It's the worst time to ask the city and state to pony up $30 million to buy Pouch Camp in the Greenbelt -- a unique Staten Island wilderness that has been used by thousands of Boy Scouts and Girl Scouts for nearly 60 years -- but that's precisely what the Greater New York Councils Boy Scouts of America is doing now.

And if the Boy Scouts don't get government to pay for a conservation easement to preserve the campgrounds, the nonprofit will sell the 120-acre William H. Pouch Scout Camp and 20-acre Ohrbach Lake to private developers. Boy Scout executives said yesterday that the Island camp is one of only two key assets that can be leveraged to raise funds for the cash-strapped organization.

"It's certainly not a threat. It's absolutely very real," William Kelly, a Boy Scouts spokesman, said of the announcement that the organization would begin marketing the wooded property off Manor Road for sale.

"We don't want the outcome to be a sale of the property. We want the outcome to be a conservation easement that preserves the land for children in perpetuity, but if that doesn't happen we have to look at other options and the other options are a full or partial sale," he added.

### DATA SHOWN
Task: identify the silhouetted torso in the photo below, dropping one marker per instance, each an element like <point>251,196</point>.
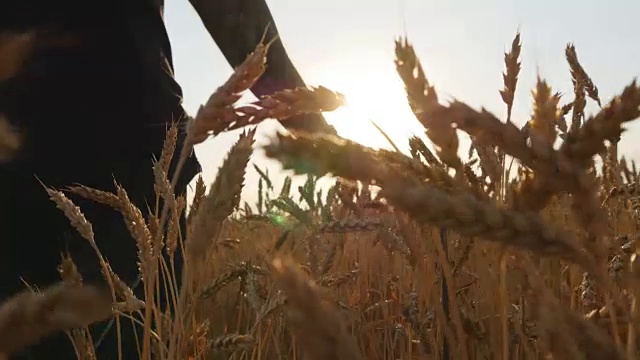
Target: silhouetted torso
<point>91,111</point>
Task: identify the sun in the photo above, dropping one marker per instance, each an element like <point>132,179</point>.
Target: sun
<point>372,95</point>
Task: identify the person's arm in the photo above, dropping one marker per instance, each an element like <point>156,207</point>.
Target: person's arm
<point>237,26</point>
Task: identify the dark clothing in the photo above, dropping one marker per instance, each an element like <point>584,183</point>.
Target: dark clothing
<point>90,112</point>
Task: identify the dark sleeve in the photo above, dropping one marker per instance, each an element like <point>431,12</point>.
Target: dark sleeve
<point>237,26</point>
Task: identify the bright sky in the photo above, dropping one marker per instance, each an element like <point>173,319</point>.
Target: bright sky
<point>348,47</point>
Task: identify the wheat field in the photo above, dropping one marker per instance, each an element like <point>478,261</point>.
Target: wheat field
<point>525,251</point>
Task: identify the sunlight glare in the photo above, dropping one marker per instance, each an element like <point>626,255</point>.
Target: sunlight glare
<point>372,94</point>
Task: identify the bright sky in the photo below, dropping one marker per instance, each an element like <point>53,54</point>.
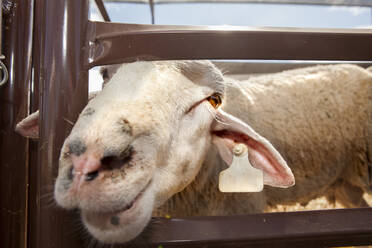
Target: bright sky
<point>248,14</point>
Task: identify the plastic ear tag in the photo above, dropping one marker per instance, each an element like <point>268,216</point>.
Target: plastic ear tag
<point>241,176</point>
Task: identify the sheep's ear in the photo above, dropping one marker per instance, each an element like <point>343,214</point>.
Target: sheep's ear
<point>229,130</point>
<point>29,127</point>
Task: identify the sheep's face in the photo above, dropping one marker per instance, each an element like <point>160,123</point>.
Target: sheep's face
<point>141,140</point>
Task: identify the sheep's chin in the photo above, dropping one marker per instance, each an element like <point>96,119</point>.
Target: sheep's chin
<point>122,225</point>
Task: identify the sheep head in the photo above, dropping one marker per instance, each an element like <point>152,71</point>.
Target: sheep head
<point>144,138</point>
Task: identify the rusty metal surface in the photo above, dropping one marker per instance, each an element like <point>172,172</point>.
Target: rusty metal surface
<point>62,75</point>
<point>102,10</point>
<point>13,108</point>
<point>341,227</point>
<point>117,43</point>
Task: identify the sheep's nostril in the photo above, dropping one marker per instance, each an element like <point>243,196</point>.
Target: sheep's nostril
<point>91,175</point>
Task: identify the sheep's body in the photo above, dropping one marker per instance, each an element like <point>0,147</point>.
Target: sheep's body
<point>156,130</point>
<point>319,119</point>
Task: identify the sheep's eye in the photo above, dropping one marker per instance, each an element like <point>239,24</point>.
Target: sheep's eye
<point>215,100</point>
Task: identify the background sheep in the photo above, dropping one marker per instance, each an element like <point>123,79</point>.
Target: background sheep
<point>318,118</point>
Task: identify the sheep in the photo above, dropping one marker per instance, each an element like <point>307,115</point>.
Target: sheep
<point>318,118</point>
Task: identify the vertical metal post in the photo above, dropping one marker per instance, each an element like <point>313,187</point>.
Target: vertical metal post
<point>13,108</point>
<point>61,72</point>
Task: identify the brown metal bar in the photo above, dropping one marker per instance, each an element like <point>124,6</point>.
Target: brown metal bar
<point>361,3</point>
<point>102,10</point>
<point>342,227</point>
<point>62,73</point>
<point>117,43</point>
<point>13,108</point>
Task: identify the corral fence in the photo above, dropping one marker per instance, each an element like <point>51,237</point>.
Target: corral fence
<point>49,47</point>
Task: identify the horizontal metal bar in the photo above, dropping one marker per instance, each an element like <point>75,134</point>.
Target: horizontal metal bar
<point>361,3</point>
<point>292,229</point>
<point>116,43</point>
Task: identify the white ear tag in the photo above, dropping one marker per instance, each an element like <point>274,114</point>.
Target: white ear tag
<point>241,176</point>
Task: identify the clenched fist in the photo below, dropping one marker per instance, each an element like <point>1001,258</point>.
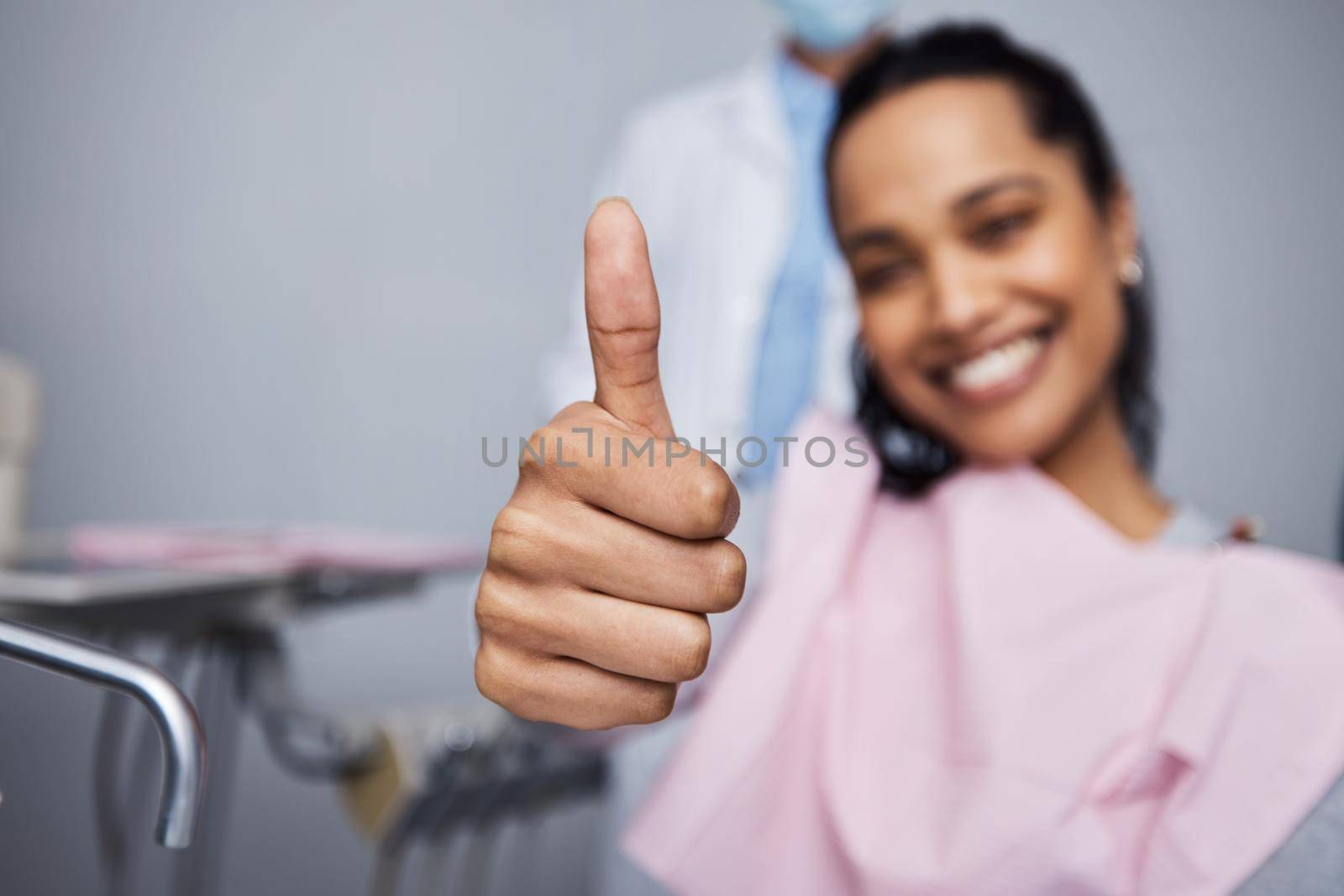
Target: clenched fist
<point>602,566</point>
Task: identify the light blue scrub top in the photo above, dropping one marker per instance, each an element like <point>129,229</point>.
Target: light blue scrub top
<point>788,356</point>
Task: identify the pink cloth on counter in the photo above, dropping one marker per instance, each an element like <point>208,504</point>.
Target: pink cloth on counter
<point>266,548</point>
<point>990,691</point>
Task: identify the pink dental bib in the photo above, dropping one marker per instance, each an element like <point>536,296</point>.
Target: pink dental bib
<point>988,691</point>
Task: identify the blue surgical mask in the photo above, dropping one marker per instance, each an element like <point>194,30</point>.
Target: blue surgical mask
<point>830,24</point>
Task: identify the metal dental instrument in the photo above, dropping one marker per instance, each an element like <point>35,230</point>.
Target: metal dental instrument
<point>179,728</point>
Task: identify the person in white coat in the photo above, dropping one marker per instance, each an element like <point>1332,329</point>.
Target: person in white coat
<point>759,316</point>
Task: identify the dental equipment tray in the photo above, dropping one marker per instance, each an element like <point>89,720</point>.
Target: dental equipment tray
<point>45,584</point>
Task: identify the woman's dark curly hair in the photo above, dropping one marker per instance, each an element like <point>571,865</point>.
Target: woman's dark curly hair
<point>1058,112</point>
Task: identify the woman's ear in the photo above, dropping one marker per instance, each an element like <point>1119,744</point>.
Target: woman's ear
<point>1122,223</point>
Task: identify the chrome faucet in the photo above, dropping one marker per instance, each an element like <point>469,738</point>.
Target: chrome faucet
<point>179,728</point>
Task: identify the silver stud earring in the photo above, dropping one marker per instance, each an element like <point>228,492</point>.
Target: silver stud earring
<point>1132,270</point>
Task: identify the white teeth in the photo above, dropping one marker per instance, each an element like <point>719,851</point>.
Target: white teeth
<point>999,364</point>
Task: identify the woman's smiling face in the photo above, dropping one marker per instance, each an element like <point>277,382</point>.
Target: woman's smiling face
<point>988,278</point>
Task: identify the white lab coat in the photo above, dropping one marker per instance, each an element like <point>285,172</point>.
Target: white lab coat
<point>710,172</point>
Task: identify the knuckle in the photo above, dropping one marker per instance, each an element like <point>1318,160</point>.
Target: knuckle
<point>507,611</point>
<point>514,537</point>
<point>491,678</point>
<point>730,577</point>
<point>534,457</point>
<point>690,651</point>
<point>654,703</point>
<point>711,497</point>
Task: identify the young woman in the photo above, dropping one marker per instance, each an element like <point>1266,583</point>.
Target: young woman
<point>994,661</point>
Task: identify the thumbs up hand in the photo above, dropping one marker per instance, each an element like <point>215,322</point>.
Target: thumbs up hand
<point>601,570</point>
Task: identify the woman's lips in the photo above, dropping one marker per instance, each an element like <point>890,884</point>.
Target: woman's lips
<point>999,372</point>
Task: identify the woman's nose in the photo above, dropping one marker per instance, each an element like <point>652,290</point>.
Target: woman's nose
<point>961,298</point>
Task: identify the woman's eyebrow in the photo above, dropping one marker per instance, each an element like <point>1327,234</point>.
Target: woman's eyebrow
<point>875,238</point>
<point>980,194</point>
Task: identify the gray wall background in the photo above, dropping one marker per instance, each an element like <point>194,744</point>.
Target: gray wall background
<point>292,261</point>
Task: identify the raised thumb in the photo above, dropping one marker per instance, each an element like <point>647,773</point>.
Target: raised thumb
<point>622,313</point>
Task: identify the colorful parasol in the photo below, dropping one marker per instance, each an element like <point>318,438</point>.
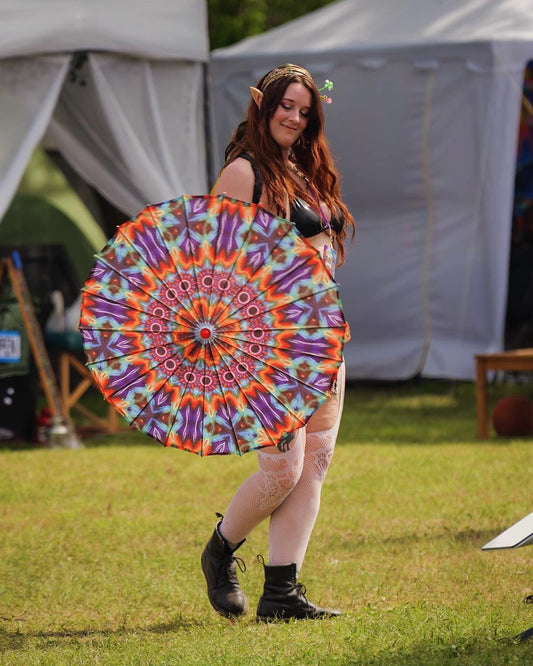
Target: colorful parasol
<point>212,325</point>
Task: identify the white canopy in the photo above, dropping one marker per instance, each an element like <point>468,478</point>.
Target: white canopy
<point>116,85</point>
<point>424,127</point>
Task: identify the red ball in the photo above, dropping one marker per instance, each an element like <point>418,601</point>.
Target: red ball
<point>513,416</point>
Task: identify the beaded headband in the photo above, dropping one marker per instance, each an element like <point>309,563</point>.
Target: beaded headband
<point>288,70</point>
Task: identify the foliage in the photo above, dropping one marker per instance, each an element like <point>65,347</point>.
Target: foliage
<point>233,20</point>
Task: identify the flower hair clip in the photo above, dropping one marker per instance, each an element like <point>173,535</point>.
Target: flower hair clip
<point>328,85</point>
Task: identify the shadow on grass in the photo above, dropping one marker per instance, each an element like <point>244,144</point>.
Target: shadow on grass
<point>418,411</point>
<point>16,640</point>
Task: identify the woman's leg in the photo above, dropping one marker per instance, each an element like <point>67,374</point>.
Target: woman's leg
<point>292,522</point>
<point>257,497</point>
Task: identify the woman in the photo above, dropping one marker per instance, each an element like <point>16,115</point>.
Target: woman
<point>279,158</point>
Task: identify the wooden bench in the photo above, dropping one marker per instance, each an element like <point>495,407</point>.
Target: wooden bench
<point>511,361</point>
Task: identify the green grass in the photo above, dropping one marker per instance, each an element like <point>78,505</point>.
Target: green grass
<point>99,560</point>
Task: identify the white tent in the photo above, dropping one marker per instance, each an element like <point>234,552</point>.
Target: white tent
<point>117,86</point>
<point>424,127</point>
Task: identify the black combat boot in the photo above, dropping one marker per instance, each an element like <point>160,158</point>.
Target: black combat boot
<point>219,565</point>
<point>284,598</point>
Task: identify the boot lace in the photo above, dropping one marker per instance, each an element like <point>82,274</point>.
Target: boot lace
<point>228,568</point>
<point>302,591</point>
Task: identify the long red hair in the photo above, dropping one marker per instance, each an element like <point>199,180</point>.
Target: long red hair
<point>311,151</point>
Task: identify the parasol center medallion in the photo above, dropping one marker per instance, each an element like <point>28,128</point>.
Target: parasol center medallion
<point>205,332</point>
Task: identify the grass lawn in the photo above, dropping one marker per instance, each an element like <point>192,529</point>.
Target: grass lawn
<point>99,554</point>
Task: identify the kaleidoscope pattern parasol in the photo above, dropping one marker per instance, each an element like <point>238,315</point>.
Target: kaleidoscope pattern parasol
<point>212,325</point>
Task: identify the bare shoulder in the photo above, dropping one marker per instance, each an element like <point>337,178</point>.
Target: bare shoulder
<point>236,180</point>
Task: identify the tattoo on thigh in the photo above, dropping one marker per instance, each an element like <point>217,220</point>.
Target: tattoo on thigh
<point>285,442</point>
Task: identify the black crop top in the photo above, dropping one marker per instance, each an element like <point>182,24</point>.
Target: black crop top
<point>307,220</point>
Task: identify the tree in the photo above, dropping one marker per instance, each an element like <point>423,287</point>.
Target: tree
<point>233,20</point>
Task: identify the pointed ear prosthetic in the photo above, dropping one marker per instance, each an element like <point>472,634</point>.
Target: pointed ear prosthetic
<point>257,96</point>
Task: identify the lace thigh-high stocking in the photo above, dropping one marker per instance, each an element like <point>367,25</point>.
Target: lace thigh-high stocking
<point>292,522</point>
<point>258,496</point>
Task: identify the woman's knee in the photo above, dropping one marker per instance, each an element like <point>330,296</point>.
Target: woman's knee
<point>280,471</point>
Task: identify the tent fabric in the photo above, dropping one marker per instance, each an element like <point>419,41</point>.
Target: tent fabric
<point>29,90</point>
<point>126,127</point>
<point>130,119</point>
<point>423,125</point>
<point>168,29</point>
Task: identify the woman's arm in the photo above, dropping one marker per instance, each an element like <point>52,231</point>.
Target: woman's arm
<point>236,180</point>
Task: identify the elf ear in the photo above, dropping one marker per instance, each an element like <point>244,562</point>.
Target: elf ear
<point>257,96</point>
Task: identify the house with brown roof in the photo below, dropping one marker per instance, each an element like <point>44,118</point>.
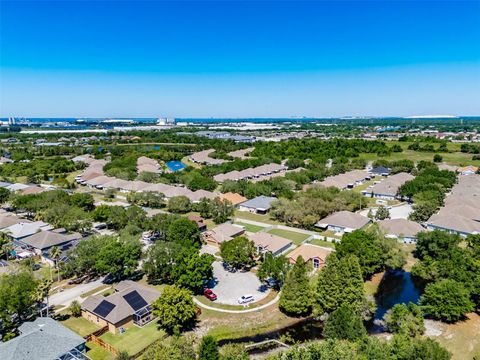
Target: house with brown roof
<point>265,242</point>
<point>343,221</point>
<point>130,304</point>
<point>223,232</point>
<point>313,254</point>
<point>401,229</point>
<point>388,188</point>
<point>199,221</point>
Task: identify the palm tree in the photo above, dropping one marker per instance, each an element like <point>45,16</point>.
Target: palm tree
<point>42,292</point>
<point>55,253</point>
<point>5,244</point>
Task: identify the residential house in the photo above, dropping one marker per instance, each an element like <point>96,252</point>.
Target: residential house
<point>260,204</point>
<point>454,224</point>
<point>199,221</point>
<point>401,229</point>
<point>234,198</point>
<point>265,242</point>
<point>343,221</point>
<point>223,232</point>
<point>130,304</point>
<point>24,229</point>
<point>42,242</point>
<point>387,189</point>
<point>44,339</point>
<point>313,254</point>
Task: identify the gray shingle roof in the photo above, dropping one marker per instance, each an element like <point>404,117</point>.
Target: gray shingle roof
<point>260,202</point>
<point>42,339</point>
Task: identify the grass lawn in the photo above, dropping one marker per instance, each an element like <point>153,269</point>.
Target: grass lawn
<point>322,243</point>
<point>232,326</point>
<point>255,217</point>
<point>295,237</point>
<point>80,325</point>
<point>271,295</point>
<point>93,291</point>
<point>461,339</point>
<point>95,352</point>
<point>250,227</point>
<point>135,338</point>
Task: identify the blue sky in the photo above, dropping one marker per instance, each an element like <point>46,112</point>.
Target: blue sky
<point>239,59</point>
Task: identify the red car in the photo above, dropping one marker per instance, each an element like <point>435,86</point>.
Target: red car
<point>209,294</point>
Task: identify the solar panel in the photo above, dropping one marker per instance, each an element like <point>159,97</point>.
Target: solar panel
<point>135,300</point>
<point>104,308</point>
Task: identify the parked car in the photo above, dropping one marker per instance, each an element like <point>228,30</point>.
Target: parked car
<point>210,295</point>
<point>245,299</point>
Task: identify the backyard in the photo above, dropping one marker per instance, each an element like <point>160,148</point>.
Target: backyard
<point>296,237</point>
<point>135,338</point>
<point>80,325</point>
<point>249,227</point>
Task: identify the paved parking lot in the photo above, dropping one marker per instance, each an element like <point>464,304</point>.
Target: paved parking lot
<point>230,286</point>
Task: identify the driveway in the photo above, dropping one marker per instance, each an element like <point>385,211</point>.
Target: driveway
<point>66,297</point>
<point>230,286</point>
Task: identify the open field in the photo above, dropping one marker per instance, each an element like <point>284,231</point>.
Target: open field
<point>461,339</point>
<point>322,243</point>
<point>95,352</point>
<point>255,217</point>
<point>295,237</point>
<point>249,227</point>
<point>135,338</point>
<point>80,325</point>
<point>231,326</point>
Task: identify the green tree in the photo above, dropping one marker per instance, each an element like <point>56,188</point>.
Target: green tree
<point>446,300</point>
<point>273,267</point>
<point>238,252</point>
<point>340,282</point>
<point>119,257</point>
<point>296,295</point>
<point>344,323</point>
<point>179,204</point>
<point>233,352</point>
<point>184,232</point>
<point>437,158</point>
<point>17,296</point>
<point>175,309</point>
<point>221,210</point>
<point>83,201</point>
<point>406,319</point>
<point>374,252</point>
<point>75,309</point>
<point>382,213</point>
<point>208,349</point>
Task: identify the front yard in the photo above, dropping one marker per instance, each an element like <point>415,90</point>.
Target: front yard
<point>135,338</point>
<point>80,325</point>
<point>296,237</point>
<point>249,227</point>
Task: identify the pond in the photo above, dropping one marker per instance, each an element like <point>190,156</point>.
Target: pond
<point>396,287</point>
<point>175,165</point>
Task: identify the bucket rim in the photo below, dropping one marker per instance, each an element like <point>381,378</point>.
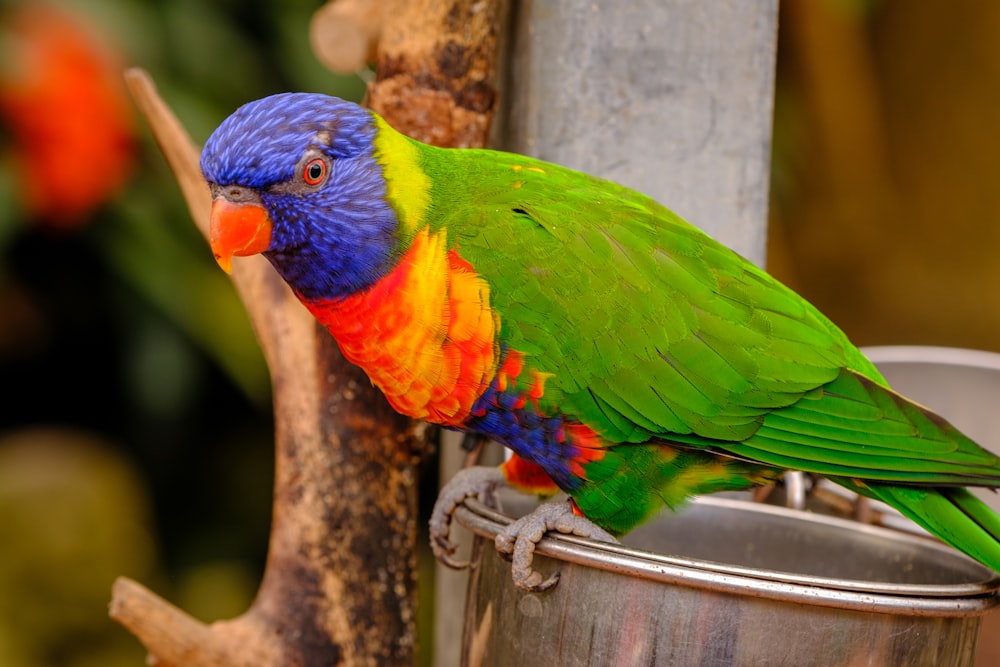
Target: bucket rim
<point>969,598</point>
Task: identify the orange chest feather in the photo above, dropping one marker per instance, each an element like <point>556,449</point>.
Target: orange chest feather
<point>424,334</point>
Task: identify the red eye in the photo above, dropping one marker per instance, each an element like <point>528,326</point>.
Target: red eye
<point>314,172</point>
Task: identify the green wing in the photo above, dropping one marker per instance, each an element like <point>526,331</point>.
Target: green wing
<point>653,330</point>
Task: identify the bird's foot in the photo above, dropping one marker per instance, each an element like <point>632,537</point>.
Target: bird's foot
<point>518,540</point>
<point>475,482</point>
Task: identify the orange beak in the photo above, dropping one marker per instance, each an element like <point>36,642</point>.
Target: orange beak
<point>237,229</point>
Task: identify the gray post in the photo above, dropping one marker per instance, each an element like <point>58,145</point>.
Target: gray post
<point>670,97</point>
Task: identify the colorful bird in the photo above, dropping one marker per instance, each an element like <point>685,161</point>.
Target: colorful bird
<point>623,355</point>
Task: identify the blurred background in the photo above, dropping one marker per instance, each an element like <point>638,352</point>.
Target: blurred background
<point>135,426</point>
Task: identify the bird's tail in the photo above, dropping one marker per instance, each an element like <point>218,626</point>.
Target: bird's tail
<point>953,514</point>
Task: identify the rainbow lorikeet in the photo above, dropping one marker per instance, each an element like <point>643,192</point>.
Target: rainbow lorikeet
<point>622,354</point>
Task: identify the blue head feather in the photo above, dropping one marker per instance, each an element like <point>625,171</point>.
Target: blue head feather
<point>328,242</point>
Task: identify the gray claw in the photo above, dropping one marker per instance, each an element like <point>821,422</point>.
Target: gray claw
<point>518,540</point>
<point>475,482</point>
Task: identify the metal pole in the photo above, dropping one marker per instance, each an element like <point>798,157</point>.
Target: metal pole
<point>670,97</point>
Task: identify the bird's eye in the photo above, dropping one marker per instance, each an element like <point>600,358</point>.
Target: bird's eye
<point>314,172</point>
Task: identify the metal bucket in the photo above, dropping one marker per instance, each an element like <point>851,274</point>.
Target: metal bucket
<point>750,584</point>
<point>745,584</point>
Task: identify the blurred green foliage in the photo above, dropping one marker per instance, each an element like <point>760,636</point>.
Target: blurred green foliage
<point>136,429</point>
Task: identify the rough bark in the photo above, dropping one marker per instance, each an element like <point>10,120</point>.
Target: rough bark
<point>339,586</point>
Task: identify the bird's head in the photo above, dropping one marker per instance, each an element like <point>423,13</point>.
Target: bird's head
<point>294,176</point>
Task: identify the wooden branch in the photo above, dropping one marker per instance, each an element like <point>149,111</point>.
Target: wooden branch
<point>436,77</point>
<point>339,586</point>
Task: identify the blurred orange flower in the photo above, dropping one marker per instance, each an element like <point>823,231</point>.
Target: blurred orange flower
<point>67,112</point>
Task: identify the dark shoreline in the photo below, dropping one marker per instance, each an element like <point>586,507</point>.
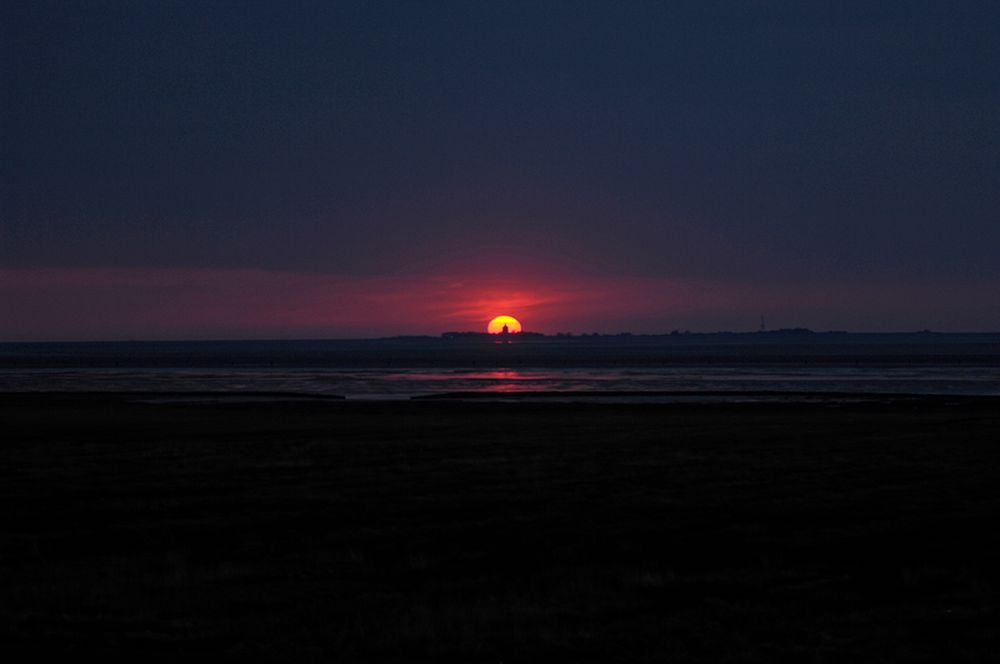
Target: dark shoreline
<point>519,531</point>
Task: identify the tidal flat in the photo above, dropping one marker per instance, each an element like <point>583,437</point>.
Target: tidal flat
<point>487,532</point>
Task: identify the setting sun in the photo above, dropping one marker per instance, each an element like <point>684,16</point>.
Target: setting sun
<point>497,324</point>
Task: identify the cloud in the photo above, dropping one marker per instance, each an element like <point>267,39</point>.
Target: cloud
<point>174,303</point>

### REQUIREMENT A
Copy the Pouch Camp article from "And if the Boy" through "Road for sale.", swapping "Manor Road" for "Victory Boulevard".
### REQUIREMENT B
Condense the paragraph of the Pouch Camp article that begins "And if the Boy Scouts don't get government" into a shorter version that keeps its main facts.
### REQUIREMENT C
Write the next few sentences of the Pouch Camp article, picking up after its final quoted line.
The rows have nothing to do with the Pouch Camp article.

### WRITTEN RESPONSE A
And if the Boy Scouts don't get government to pay for a conservation easement to preserve the campgrounds, the nonprofit will sell the 120-acre William H. Pouch Scout Camp and 20-acre Ohrbach Lake to private developers. Boy Scout executives said yesterday that the Island camp is one of only two key assets that can be leveraged to raise funds for the cash-strapped organization.

"It's certainly not a threat. It's absolutely very real," William Kelly, a Boy Scouts spokesman, said of the announcement that the organization would begin marketing the wooded property off Victory Boulevard for sale.

### WRITTEN RESPONSE B
Without government payment for a conservation easement, the Boy Scouts will sell the 120-acre William H. Pouch Scout Camp and 20-acre Ohrbach Lake to private developers. Executives said the camp is one of only two key assets the cash-strapped organization can leverage to raise funds.

### WRITTEN RESPONSE C
Yesterday's press release, a copy of which was obtained by the Advance hours before it was released by the Greater New York Councils, did not set a price for a potential sale, but several people said a conservation easement would cost government roughly $30 million, or half the $60 million appraised value. An easement would allow the Boy Scouts to continue to operate the camp in exchange for giving up the right to develop the property, which is zoned for housing.

Kelly said the Boy Scouts executive committee voted last week to pursue a sale, and the organization is in the final stages of selecting a real estate firm to market the property. The site represents the largest and one of the only privately owned parcels in the Greenbelt, which bisects the Island and includes parks, a golf course and other city and state land.

"We are not going to put a for sale sign up outside, but we are just going to quietly market it to people who might be in a position to work with us," Kelly said.

SURPRISED OFFICIALS

The timing of the announcement surprised some public officials, who spent yesterday morning working the phones, trying to drum up dollars for a purchase at a time when the state and city are facing unprecedented budget holes.

But those same officials also said they had been talking to Boy Scout executives for some time about a conservation easement.
"What this announcement does is it shows the urgency that we need to make sure we preserve this land," said Assemblyman Michael Cusick (D-Mid-Island).
Cusick and other Island politicians met with Boy Scout executives last spring, and talks about an easement date to least three years ago. In 1992, the camp was added to the state's open space plan, a land acquisition wish list that makes it possible to purchase and preserve private lands with public money.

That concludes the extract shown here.